[What you need to do]
Output each record exactly, with nothing omitted.

#### Data for this task

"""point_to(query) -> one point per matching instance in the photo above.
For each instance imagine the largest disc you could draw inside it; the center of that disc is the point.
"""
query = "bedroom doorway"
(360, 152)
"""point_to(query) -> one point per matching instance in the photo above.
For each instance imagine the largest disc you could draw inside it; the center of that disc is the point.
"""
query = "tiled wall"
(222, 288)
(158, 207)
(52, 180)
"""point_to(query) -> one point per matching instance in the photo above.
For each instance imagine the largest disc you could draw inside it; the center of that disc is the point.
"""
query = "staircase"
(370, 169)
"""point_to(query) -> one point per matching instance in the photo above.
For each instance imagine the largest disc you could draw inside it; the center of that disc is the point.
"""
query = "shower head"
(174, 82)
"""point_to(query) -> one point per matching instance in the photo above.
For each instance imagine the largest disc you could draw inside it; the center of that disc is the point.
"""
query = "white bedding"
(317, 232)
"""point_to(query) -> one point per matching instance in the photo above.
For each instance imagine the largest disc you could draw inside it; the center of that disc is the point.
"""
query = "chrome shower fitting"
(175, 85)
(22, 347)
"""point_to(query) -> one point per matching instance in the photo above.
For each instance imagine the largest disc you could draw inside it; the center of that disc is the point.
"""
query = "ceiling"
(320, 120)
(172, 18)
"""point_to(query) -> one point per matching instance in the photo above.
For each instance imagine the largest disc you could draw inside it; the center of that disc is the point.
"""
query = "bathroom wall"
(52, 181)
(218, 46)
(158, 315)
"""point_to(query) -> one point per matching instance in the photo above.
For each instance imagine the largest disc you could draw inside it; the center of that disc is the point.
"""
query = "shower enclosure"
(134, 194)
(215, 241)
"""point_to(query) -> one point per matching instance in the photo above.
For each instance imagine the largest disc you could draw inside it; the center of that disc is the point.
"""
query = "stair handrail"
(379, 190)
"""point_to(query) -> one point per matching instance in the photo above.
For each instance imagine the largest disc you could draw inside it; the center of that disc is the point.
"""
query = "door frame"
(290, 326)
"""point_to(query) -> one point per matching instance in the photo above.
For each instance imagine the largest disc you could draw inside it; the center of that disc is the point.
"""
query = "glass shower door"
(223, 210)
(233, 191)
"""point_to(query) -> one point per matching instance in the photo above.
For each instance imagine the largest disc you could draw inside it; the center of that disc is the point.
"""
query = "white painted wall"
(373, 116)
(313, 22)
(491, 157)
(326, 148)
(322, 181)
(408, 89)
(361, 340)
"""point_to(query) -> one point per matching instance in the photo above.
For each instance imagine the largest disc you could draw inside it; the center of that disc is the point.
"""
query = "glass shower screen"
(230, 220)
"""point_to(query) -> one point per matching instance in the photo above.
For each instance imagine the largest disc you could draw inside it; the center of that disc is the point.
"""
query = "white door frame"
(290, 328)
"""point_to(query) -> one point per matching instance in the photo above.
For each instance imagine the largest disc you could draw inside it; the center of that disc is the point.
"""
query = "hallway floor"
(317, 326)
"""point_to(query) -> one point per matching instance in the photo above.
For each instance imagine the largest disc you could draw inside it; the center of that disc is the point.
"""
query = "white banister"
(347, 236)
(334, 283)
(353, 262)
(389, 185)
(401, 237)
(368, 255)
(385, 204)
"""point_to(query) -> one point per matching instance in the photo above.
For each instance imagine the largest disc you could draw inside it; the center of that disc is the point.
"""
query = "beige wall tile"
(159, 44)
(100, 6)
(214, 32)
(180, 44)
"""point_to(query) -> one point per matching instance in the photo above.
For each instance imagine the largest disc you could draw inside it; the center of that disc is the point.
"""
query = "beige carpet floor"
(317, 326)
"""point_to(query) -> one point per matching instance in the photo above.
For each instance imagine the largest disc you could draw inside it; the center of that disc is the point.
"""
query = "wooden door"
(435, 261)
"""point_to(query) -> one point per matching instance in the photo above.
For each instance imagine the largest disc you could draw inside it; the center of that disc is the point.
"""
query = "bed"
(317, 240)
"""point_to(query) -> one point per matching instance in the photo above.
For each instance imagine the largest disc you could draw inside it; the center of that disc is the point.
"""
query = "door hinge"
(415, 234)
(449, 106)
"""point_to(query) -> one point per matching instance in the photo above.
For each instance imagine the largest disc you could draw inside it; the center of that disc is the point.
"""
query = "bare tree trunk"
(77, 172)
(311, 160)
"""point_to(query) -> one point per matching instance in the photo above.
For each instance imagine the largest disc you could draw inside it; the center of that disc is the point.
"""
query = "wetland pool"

########

[Output]
"""point_to(query) -> one point per matching instance in the photo above.
For each instance imagine the largest disc you could draw inside it; the center of that disc is the point.
"""
query = "bedroom doorway"
(360, 152)
"""point_to(query) -> one point per matching instance in the photo above.
For each instance imagine the largest disc you could draw inside it; the center of that disc is the point.
"""
query = "tiled wall"
(222, 288)
(158, 207)
(52, 180)
"""point_to(query) -> one point per matching instance in the photo above.
For each instance imagine the largest disc you could draw inside it; the center of that disc is the point.
"""
query = "staircase"
(370, 169)
"""point_to(query) -> one point per matching instance in the photo above.
For each instance imagine the largest disc you could draw inside it; the center of that disc is the point.
"""
query = "shower head"
(174, 82)
"""point_to(query) -> one point per matching instance in the photo above.
For each instance imagine the largest disc you could draw inside it; the center of that disc is the point.
"""
query = "white bedding"
(317, 232)
"""point_to(query) -> one point per matching instance in the photo above.
For each instance imagine the largest disc you could draw inside it; the center of that disc is the point.
"""
query = "chrome shower fitting"
(175, 85)
(22, 347)
"""point_to(query) -> one point per matching instance in the photo above.
For each instance imagine the largest disc you could draw inside it; the center of that disc is the point.
"""
query = "ceiling"
(320, 120)
(172, 18)
"""point_to(query) -> one point per matching instance in the photo above.
For each instance imagine the largest disc you could draw inside it; the center of that disc is the point.
"""
query = "bathroom wall"
(52, 181)
(218, 46)
(158, 315)
"""point_to(query) -> one point per matching instance in the photo above.
For each instance imagine the largest disc you could draw inside it; the center of that disc is the point.
"""
query = "shower enclosure"
(134, 194)
(215, 241)
"""point_to(query) -> one point per matching instance in the photo above.
For each instance imagine the largest disc you could draw inside it; the center of that disc is the point.
"""
query = "stair handrail"
(379, 190)
"""point_to(query) -> one point per matching instance in the photo above.
For each instance imagine the largest disc you could draw inside it; the center of that disc is the point.
"""
query = "door frame"
(290, 326)
"""point_to(query) -> one point per matching instance in the photo above.
For each instance imagine the largest disc you could draw inside it; the center of that disc is the point.
"""
query = "glass shower door"
(223, 210)
(233, 191)
"""point_to(query) -> one point per matching instance in the photo above.
For each instance imagine the largest disc you could draw inside it; the center of that disc is the point.
"""
query = "white painted wall"
(373, 116)
(313, 22)
(491, 157)
(326, 148)
(322, 181)
(408, 89)
(361, 340)
"""point_to(query) -> one point per matching instance in the photo above.
For each instance imagine the largest disc you could draw inside it; the center of that disc is the point.
"""
query = "glass shower screen"
(230, 220)
"""point_to(query) -> one point per matching instance in the photo above.
For each instance imagine the largest disc you could draw inside it; the center of that disc is the point.
"""
query = "white door frame"
(290, 328)
"""point_to(query) -> one point per matching instance in the photo above.
For each instance imagine the largest disc you could draw inside it; the center of that disc is the point.
"""
query = "hallway floor"
(317, 326)
"""point_to(query) -> one point per matching instance in the photo above.
For each instance imagine the largest disc you could draw inside it; the center of that disc is the point.
"""
query = "white banister"
(347, 236)
(334, 283)
(353, 262)
(389, 185)
(401, 237)
(368, 255)
(385, 204)
"""point_to(query) -> one point per matching instance in the photo above.
For each instance imagine the largest disc you could draw inside it; the center of that disc is the point.
"""
query = "beige wall tile"
(159, 44)
(100, 6)
(214, 32)
(180, 44)
"""point_to(query) -> one point per matching instance in the photo above.
For each instance imagine the largest disc you could draw inside it; the center of that disc is the point.
"""
query = "beige carpet floor"
(317, 326)
"""point_to(query) -> one point per matching instance in the photo above.
For each instance imagine the largest disc you could draw inside it; the center of that disc is the point.
"""
query = "wooden door"
(435, 261)
"""point_to(query) -> one point per matching instance in the photo above.
For each instance imagine the largest disc you could draw inside it; the center of that disc is the point.
"""
query = "bed"
(317, 240)
"""point_to(query) -> one point per matching instance in the photo above.
For each instance imagine the largest disc you could draw inside it; the center of that disc is the point.
"""
query = "door hinge"
(415, 234)
(449, 106)
"""point_to(query) -> one point per matching instance in the photo above.
For each instance imagine the largest disc you could draw inside it; the center of that disc is the point.
"""
query = "bare tree trunk"
(77, 172)
(311, 160)
"""point_to(query) -> one point per matching instance in the photo above.
For each instance imagine the largest disc you could draw inside it; the center of that disc is the point.
"""
query = "wetland pool"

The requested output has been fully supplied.